Si las incompatibilidades entre el método y la finalidad de la economía y los de la psicología bastan para debelar las bases de las teorías de Thaler y de sus compañeros de escuela, las implicaciones políticas derivadas de ellas son muy inquietantes. La asunción de la irracionalidad del hombre común y, en este caso, de los resultados de su acción en un mercado libre les lleva a plantear la necesidad de que alguien, el Estado, intervenga para corregir esa situación. Los paladines de la economía del comportamiento definen su programa en este campo con el eufemismo de paternalismo liberal, en contraposición al anti-paternalismo del liberalismo clásico y al paternalismo duro de naturaleza autoritaria o totalitaria.

**Tu tarea:**
Responde con el pasaje sobre la economía del comportamiento.
(a) ¿A quién se atribuyen las teorías cuyas bases se ponen en duda?
(b) ¿Quién debe intervenir para corregir la situación?
(c) ¿Con qué eufemismo definen su programa los paladines de la economía del comportamiento?
Las entradas no tienen ningún papel en este ejercicio.

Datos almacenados

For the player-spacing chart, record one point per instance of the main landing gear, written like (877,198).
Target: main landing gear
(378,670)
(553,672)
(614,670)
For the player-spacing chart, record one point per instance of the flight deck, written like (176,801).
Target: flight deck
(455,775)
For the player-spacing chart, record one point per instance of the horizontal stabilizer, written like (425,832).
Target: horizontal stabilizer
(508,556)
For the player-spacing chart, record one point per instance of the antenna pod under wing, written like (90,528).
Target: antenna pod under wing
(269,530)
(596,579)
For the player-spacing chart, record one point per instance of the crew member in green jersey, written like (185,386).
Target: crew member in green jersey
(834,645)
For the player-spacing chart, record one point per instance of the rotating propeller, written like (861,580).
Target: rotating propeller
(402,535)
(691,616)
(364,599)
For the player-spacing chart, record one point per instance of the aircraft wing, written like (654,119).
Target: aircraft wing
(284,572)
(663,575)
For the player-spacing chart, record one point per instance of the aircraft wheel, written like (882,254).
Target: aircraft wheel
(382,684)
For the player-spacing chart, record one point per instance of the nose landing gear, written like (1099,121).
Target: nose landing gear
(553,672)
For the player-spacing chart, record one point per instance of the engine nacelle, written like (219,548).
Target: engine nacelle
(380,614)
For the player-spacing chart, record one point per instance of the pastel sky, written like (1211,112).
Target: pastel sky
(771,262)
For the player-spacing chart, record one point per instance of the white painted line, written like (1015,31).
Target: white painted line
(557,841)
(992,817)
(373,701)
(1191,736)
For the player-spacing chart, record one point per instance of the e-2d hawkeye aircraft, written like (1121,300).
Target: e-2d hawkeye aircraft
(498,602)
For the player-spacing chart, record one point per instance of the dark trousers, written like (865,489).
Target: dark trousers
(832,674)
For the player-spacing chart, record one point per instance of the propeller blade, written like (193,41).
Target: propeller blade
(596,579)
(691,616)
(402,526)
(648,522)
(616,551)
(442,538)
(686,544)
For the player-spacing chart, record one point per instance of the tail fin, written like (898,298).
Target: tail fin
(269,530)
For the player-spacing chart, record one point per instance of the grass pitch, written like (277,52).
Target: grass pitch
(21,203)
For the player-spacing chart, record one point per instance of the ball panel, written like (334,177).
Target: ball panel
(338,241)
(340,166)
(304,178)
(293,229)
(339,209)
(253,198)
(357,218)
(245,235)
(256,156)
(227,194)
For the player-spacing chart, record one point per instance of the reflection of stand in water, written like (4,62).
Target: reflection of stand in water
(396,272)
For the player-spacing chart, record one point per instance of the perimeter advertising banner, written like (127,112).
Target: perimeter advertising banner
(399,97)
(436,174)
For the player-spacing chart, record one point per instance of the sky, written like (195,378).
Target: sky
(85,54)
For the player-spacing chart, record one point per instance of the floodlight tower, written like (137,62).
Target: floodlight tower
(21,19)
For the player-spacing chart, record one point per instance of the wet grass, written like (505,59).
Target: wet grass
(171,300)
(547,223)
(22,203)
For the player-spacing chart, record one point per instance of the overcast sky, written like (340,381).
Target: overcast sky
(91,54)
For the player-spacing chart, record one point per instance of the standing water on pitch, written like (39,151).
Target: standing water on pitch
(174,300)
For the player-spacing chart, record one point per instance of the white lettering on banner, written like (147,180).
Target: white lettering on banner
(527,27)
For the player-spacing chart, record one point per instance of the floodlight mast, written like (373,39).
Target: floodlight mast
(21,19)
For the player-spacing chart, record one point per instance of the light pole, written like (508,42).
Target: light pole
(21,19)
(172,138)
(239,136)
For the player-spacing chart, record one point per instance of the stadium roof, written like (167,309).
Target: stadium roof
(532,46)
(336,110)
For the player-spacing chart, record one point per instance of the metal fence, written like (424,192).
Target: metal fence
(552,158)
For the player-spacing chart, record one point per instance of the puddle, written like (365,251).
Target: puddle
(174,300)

**Resultado:**
(a) A Thaler y sus compañeros de escuela.
(b) El Estado.
(c) Con el de paternalismo liberal.